[Dataset entries]

Content starts

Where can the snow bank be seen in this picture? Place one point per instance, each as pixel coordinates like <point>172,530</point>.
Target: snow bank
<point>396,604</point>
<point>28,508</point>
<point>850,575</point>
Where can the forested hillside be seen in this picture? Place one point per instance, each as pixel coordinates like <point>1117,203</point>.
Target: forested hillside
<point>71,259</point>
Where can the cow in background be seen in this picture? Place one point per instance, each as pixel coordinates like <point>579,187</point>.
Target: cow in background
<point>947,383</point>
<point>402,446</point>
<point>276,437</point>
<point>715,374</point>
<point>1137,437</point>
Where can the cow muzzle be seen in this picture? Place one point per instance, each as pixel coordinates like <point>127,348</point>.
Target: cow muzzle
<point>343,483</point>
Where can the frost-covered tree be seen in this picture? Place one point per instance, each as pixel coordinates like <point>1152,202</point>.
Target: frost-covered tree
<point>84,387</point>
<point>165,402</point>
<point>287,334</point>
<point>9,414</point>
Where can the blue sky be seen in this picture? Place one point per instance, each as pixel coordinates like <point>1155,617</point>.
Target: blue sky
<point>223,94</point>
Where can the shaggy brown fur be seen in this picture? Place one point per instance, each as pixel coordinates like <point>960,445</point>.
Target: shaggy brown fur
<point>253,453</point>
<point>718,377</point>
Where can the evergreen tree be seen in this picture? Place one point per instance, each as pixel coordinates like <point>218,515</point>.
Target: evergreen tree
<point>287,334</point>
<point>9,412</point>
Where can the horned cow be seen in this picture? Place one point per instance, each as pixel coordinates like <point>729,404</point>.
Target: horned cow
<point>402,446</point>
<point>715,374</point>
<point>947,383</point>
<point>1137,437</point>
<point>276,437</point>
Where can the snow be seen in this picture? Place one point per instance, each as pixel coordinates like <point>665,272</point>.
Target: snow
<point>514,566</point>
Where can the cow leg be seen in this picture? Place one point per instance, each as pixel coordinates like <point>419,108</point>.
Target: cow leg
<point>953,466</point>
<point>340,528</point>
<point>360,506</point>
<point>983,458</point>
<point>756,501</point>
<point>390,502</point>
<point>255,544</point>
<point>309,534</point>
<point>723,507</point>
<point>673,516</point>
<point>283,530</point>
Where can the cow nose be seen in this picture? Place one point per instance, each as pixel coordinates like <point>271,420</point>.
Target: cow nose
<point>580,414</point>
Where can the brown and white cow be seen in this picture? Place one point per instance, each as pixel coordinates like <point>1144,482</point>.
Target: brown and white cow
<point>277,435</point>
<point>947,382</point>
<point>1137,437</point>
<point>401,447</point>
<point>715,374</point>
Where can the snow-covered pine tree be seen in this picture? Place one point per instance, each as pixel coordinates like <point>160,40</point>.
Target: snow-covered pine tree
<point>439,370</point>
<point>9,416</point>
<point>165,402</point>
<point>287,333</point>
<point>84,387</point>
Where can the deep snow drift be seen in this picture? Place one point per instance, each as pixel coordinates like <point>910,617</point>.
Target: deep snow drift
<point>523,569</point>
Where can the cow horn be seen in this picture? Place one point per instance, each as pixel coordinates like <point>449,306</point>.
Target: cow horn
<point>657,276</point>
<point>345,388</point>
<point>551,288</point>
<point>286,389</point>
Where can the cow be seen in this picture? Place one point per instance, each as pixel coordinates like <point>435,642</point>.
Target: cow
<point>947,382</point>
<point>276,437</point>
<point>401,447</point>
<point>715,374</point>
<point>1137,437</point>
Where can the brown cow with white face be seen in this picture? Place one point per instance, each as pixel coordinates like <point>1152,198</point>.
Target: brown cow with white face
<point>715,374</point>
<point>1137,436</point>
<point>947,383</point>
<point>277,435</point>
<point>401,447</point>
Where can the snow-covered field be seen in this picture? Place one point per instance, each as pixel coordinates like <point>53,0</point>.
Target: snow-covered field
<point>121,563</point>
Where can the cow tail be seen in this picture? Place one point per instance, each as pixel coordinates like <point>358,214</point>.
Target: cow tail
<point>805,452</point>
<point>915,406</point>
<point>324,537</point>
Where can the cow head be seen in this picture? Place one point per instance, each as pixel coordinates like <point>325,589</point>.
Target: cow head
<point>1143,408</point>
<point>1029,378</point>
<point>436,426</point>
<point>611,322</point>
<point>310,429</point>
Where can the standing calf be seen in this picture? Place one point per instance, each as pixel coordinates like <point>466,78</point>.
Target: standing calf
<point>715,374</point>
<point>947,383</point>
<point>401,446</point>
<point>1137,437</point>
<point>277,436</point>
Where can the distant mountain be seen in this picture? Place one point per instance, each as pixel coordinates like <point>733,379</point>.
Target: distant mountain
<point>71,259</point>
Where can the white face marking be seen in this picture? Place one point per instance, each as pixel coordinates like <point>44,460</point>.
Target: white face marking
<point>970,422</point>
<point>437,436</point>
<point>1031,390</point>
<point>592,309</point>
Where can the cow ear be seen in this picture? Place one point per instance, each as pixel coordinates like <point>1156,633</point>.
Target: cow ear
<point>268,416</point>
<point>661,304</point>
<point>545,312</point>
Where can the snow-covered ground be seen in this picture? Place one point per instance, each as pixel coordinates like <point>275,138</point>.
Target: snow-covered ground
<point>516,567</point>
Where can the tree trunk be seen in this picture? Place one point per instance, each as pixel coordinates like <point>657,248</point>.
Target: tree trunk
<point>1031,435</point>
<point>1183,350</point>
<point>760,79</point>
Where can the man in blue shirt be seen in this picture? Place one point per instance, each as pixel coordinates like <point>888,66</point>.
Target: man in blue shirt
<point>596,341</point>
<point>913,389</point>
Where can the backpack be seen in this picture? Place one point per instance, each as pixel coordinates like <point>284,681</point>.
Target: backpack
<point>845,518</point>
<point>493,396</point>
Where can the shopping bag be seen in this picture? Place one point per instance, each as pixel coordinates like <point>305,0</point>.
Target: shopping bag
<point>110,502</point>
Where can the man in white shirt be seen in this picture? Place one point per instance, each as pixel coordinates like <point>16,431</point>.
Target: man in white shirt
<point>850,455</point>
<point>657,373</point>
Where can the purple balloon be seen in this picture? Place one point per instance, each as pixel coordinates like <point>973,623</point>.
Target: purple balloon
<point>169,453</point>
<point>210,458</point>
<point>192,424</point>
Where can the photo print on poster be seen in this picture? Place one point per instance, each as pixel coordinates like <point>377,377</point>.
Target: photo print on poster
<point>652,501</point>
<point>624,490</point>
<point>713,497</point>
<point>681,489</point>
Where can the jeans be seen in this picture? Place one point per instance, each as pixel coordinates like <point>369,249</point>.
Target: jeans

Content ends

From the data above, count the lines that contain "jeans" and write only that count.

_OUTPUT FOR THIS EXERCISE_.
2